─── Data for review

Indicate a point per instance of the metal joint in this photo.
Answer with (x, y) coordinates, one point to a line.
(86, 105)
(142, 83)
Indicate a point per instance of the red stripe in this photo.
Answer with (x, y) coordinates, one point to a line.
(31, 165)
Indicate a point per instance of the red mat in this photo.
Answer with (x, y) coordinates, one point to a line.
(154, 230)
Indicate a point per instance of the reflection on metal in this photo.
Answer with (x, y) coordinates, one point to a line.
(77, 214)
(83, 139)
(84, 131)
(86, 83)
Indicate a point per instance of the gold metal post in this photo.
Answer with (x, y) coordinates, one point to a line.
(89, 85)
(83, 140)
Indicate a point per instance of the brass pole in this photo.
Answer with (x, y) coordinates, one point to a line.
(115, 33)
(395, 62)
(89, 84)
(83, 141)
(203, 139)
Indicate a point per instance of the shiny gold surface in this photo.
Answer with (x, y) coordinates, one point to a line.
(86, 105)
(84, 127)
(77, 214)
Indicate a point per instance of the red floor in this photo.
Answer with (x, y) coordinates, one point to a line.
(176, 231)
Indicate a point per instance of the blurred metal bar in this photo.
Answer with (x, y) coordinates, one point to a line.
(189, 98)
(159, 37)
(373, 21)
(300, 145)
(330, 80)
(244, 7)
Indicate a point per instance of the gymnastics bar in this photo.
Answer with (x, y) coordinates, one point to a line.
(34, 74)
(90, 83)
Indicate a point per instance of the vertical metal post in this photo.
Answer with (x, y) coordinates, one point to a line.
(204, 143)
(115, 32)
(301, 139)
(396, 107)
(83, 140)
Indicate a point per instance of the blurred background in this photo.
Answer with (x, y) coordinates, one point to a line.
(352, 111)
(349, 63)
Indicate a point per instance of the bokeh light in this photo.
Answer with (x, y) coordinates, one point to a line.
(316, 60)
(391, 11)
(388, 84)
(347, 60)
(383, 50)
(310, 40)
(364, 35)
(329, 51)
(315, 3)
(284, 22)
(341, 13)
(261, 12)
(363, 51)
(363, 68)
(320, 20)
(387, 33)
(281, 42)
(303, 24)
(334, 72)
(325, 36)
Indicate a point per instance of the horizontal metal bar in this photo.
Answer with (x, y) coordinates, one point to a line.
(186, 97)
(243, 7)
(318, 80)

──────
─── Data for review

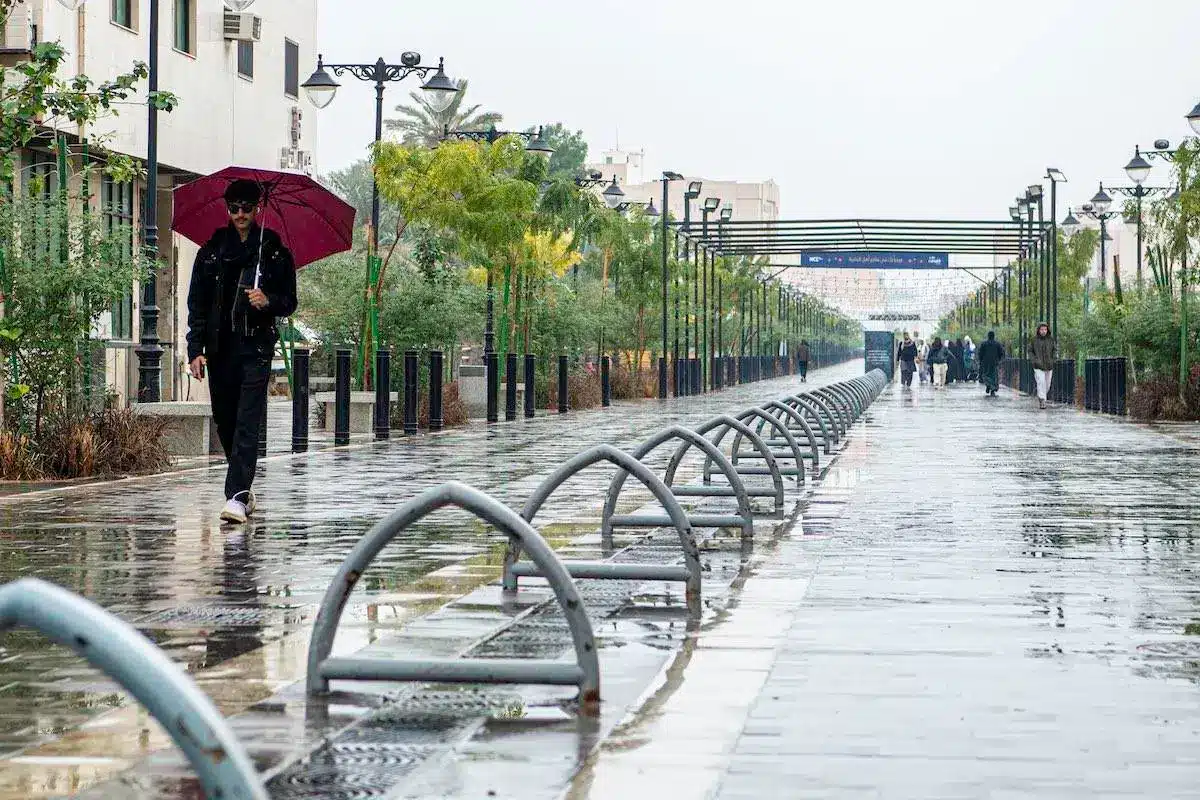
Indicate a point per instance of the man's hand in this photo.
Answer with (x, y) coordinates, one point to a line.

──────
─── Data for review

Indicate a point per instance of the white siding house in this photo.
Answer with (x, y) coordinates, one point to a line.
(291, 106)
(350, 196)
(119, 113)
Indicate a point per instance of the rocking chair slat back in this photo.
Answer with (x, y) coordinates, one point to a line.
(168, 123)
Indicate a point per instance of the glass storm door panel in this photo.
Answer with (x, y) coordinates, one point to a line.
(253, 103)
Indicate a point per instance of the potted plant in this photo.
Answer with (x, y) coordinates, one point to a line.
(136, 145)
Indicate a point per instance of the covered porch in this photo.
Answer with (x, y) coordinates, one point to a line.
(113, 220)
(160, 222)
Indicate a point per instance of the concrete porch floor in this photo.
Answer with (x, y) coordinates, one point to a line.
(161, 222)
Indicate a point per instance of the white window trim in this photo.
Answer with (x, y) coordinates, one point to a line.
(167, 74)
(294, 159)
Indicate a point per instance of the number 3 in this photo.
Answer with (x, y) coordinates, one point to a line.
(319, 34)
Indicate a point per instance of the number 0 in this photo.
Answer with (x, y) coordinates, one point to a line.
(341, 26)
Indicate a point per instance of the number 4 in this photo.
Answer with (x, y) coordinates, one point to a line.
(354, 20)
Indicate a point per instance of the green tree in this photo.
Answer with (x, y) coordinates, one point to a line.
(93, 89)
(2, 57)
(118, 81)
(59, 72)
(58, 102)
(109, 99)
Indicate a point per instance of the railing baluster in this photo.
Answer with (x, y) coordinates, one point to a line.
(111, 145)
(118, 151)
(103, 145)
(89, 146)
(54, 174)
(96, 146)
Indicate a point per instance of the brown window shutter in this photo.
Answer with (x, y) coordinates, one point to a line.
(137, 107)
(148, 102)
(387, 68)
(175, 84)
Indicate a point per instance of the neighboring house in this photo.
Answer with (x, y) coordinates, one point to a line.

──────

*Exercise objective*: Look above for the line containing "Indicate a point per instance of the shiny". Output from there through the line containing "Indicate a point per instance of the blurred metal", exactly and inclusively.

*Exercise result*:
Indicate a point per instance of the shiny gold surface in this photo.
Answer with (x, y) coordinates, one point to a line.
(86, 105)
(84, 127)
(77, 214)
Indicate a point per instance of the red floor in this photo.
Answer with (x, y) coordinates, one point to a line.
(176, 231)
Indicate a point per instance of the blurred metal bar in this photo.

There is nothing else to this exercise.